DOCUMENT SECTION –

#####

Saturday, December 27, 2014

I can do better

Christmas Season is SO special to me..
let me rephrase that…
Christmas season 
used to be
SO special to me.
My parents MADE it SO special.
They had a way of making it feel like 
MAGIC !
now..
now they are gone..
I miss them SO much..
now...
it's all just rather hard.
rather challenging.
There is nothing magical about it..
Which.. in some ways…
is ok..
It's a harsh.. and yet important reminder..
Christmas perhaps Is NOT about Magic.
but about THAT baby
in a manger..
So this year,
Machine Man & I took a more relaxed approach.
a more.. focused approach…
focused on the BABY in the manger…
With Moriarty, & CS being down, & Little Mans health icky
we thought relaxed was 
The WAY to go..
In hopes of sparking
some of that magic..
because SOMETIMES
we loose the magic by trying too hard.
by thinking too hard..
by forcing things…
by changing things up TOO much.
I think.. perhaps we got a little closer to the goal..
not much.. but a little..
and heading in the RIGHT direction..
is really what it's ALL about ..

Christmas season is full of a LOT of things..

#####

(Named-object pointing entries)

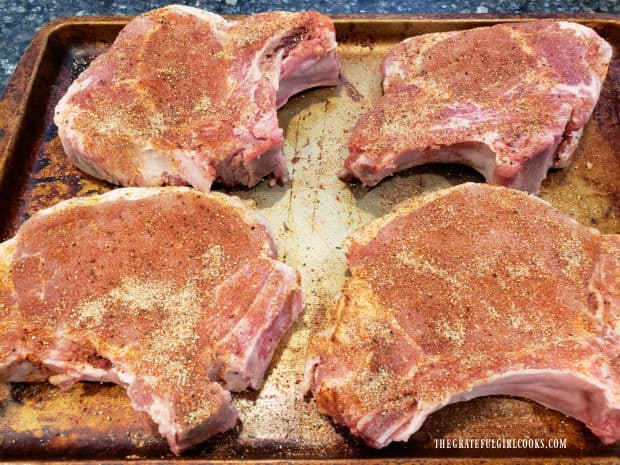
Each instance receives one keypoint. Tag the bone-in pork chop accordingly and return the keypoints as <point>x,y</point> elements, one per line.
<point>510,101</point>
<point>172,293</point>
<point>185,97</point>
<point>471,291</point>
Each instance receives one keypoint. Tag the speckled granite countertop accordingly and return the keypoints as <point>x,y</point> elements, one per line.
<point>20,19</point>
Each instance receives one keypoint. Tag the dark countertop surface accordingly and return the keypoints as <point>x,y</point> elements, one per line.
<point>20,19</point>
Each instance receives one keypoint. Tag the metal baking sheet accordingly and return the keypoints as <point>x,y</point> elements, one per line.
<point>310,217</point>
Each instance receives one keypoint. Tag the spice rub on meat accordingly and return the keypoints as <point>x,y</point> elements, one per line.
<point>185,97</point>
<point>471,291</point>
<point>509,100</point>
<point>172,293</point>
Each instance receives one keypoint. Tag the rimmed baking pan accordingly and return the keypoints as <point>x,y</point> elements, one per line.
<point>310,217</point>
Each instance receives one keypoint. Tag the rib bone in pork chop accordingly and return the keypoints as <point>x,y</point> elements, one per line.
<point>174,294</point>
<point>472,291</point>
<point>510,101</point>
<point>186,97</point>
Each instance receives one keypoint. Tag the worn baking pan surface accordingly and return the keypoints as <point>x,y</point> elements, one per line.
<point>310,216</point>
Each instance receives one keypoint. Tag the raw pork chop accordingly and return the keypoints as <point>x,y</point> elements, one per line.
<point>510,101</point>
<point>186,97</point>
<point>169,292</point>
<point>472,291</point>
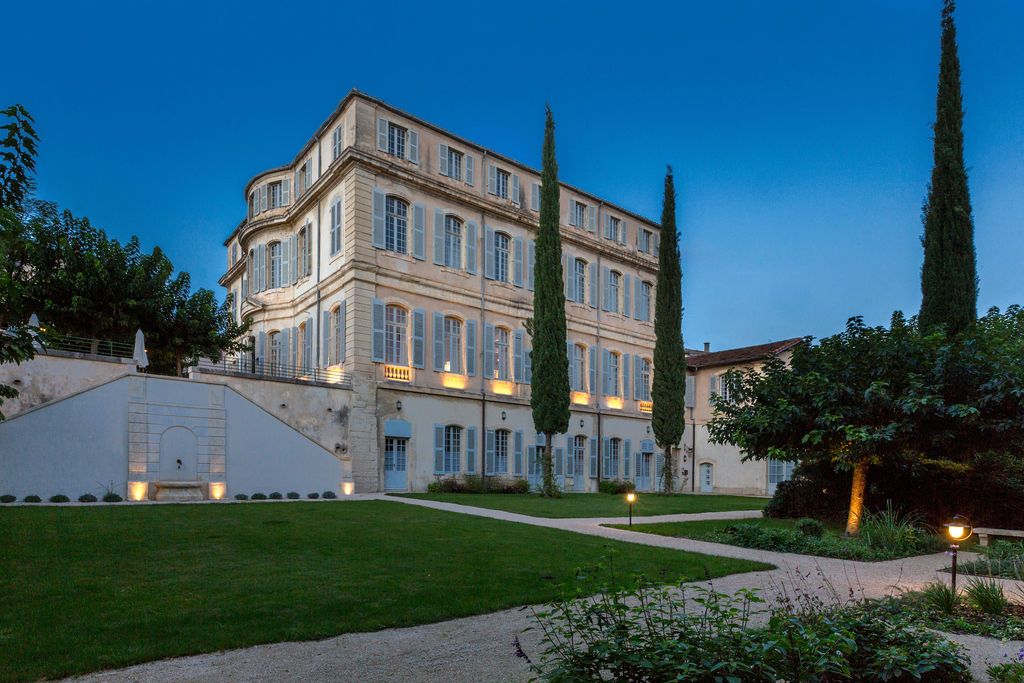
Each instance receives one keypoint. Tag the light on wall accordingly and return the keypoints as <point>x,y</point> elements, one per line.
<point>137,491</point>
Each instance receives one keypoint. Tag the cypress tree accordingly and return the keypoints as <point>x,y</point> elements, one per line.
<point>550,391</point>
<point>948,278</point>
<point>669,390</point>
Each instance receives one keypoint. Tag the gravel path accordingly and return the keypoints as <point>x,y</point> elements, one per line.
<point>479,648</point>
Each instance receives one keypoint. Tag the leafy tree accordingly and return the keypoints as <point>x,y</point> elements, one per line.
<point>550,393</point>
<point>669,390</point>
<point>948,278</point>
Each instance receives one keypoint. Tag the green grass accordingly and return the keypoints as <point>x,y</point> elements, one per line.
<point>596,505</point>
<point>83,589</point>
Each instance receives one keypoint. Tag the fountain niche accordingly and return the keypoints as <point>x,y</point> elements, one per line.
<point>178,455</point>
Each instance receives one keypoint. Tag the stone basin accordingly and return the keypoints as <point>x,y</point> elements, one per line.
<point>179,491</point>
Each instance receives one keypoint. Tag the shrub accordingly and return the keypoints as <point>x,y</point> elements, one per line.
<point>986,595</point>
<point>811,527</point>
<point>940,597</point>
<point>615,486</point>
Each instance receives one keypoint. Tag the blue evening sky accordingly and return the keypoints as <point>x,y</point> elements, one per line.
<point>800,131</point>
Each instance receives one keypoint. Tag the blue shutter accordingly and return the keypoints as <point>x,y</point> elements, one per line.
<point>518,372</point>
<point>592,385</point>
<point>438,342</point>
<point>419,230</point>
<point>517,249</point>
<point>471,247</point>
<point>438,237</point>
<point>438,449</point>
<point>517,453</point>
<point>419,332</point>
<point>378,218</point>
<point>488,351</point>
<point>488,252</point>
<point>470,450</point>
<point>413,151</point>
<point>530,262</point>
<point>377,346</point>
<point>470,348</point>
<point>489,453</point>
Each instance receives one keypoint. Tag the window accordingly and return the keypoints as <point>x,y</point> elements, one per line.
<point>578,455</point>
<point>579,368</point>
<point>502,365</point>
<point>394,336</point>
<point>455,164</point>
<point>453,345</point>
<point>501,452</point>
<point>273,252</point>
<point>502,251</point>
<point>336,226</point>
<point>453,242</point>
<point>580,272</point>
<point>395,224</point>
<point>611,227</point>
<point>643,312</point>
<point>643,390</point>
<point>395,140</point>
<point>614,284</point>
<point>453,449</point>
<point>614,361</point>
<point>579,214</point>
<point>502,181</point>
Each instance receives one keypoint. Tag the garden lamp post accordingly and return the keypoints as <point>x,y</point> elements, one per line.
<point>958,529</point>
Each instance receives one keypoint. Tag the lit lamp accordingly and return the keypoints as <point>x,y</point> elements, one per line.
<point>631,498</point>
<point>958,529</point>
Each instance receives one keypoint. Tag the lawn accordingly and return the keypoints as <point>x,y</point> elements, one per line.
<point>596,505</point>
<point>90,588</point>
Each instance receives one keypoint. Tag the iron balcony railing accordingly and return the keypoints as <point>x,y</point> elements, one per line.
<point>245,366</point>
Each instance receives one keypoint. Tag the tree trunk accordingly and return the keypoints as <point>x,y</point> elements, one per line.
<point>857,499</point>
<point>548,467</point>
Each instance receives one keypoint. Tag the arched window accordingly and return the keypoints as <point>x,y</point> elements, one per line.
<point>453,449</point>
<point>578,368</point>
<point>580,272</point>
<point>394,336</point>
<point>336,226</point>
<point>502,437</point>
<point>579,455</point>
<point>644,387</point>
<point>614,285</point>
<point>453,242</point>
<point>273,257</point>
<point>396,224</point>
<point>502,244</point>
<point>453,345</point>
<point>503,366</point>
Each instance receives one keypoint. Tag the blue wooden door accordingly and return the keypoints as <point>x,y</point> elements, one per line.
<point>395,476</point>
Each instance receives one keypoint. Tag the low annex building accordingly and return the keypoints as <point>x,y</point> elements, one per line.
<point>395,259</point>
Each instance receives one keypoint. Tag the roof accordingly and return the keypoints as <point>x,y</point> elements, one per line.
<point>735,356</point>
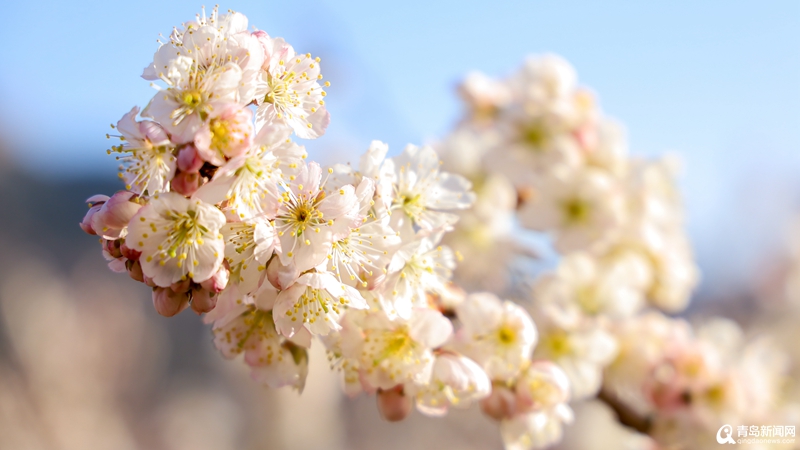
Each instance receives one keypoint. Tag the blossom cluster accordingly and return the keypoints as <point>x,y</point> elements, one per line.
<point>223,213</point>
<point>554,182</point>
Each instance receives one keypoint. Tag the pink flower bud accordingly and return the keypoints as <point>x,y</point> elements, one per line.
<point>218,281</point>
<point>135,270</point>
<point>181,287</point>
<point>130,253</point>
<point>95,203</point>
<point>393,404</point>
<point>203,301</point>
<point>169,303</point>
<point>112,247</point>
<point>186,183</point>
<point>113,217</point>
<point>189,160</point>
<point>500,404</point>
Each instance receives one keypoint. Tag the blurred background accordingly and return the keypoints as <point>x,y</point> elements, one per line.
<point>86,363</point>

#####

AIM OF THE TASK –
In the Christmas blog post, what kind of approach did the writer and Machine Man take this year?

TASK ANSWER –
A more relaxed approach, focused on the baby in the manger.